__OBJECTIVE__
Print all entries word for word.

Point annotation records:
+--

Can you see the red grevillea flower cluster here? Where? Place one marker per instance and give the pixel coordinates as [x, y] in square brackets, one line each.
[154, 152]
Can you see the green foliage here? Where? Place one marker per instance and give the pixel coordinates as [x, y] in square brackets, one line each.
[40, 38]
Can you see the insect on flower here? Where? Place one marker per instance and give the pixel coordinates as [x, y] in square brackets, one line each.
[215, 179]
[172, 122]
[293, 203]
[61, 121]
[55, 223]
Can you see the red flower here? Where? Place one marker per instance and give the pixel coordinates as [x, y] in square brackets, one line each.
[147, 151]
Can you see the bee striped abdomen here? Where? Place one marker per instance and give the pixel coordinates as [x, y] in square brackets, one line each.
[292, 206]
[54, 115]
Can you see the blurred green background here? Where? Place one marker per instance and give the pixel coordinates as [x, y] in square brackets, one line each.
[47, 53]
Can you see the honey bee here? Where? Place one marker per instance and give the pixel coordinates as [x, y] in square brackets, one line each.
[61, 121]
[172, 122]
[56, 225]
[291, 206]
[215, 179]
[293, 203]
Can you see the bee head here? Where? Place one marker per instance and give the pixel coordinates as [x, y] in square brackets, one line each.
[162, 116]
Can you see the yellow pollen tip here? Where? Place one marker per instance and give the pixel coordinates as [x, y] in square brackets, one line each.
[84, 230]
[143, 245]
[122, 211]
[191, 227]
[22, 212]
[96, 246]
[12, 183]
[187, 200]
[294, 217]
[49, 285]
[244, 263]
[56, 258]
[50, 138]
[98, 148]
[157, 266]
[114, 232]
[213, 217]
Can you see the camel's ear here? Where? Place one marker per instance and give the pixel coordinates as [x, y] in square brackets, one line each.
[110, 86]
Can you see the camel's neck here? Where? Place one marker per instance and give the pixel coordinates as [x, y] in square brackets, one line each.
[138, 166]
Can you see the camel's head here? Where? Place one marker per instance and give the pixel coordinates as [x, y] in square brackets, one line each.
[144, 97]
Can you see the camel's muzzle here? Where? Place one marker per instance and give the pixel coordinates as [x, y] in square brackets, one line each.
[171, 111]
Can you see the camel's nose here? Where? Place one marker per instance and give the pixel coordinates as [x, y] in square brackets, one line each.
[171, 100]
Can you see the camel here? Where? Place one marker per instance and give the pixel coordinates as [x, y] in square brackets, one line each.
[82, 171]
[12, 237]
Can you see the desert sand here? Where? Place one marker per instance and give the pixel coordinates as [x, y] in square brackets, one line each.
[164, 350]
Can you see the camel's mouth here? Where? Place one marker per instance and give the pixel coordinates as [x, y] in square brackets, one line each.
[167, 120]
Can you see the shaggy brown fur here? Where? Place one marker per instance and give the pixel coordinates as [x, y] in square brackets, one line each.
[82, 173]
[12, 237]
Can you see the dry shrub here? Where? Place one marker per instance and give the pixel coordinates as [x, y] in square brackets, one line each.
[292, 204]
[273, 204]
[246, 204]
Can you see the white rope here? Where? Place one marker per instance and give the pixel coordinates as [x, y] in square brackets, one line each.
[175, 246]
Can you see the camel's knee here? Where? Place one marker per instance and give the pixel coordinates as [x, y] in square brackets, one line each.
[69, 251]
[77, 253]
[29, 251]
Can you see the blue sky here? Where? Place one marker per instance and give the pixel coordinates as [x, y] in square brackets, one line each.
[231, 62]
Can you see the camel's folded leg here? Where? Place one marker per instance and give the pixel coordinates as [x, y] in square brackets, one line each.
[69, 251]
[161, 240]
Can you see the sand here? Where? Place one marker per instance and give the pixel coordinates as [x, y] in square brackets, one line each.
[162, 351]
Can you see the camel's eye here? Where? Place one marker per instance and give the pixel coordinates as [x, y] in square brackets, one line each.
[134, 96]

+--

__TASK ANSWER__
Can you see the red grevillea flower cluster here? Where? Place one marker per instance and give the pixel coordinates as [x, y] in square brackets, one line each.
[154, 152]
Can you see the green foliage here? Where? Place one marker per instance and give the pixel coordinates as [x, y] in square brackets, one line each.
[40, 38]
Can you see the insect on flower here? Where? Place one marker per instance and give the pixel coordinates as [x, y] in square brackets, one line each.
[215, 179]
[172, 122]
[293, 203]
[61, 121]
[55, 223]
Can you see the red flower here? Where? Place one marker per instance and give the pixel coordinates as [x, y] in square brackets, one line each.
[147, 151]
Can you see the bee striped abdomen here? Where? Place one marker per instance and give the pixel coordinates as [x, y] in square brackets, one line each.
[292, 206]
[54, 115]
Can you see the blurred green background here? Where? Place one marker per instance and give the pixel coordinates as [x, y] in square brackets, one line each.
[47, 53]
Can you see the honey bee here? Where? Place one marker per instance and give the pixel coordinates as [x, y] in square brackets, one line each.
[61, 121]
[172, 122]
[56, 225]
[291, 206]
[215, 179]
[293, 203]
Can you see the bee head here? Where? Place one marker per instance and give the pixel coordinates as [x, y] in square brackets, one line each.
[162, 116]
Can you see the yellow pollen tip here? Where? Place one marker per instance and give the pixel coordinates as [x, y] in square brackets, one line each.
[84, 230]
[143, 245]
[122, 211]
[191, 227]
[22, 212]
[96, 246]
[12, 183]
[187, 200]
[294, 217]
[49, 285]
[244, 263]
[56, 258]
[50, 138]
[98, 148]
[157, 266]
[114, 232]
[213, 217]
Can you see the camel's ear here? Where? Place one marker per instance and give the pixel coordinates as [x, y] in square brackets, one line each.
[110, 86]
Can you see the camel's neck here? Where? Place one marker per instance and give the pixel coordinates as [x, y] in square brackets, one line each.
[138, 166]
Can you see the camel's head here? Where? Place one marker per instance and give the pixel coordinates as [x, y] in square brackets, one line each.
[144, 97]
Can you see the camel's muzzle here? Where? Place one marker per instance and give the pixel coordinates as [x, y] in square brackets, one line each.
[171, 111]
Can you see the camel's nose here? Where? Place one marker per instance and give the pixel coordinates as [x, y] in square brackets, one line each.
[171, 100]
Can you see the camel here? Where? Place one marker per instance and give the pixel coordinates as [x, y] in square brackets, one line each.
[82, 171]
[12, 237]
Can you see the desert sand here? Where? Place one marker per instance and give the pixel coordinates as [x, y] in square brackets, one line each.
[164, 350]
Can you see the camel's mouth here? Where? Place one marker per instance and give the pixel coordinates as [x, y] in square brackets, one line each.
[167, 120]
Can you see the shaggy brown fur here? Where? Place one marker per instance and give the pixel coordinates as [x, y] in square brackets, one line each.
[82, 173]
[12, 237]
Can you see the dry shrub here? Where? Place one marker per instance and give the pixel coordinates as [x, y] in square brackets, one line each.
[292, 204]
[273, 204]
[246, 204]
Can you see the white rope here? Where? Place one marker per instance and give the pixel coordinates as [x, y] in square brackets, one line each.
[175, 246]
Can you see the camel's knee here? Where? Place one marker per instance and give the pixel coordinates as [x, y] in square brackets, one line each.
[69, 251]
[77, 253]
[29, 251]
Can you see the blue sky here? Where? Place one marker per instance and give the pixel coordinates as [x, y] in square brackets, one line each.
[231, 62]
Can you see the camel's folded leg here? Where? Place one marker per instance and give the pixel coordinates as [x, y] in square brackets, one line each.
[69, 251]
[161, 240]
Can you see the sand here? Where? Place one marker per instance and give the pixel coordinates as [x, y] in square brackets, one line each.
[162, 351]
Can you see the camel's eye here? Where? Place one marker per instance and give the pixel coordinates as [x, y] in square brackets, one line each.
[134, 96]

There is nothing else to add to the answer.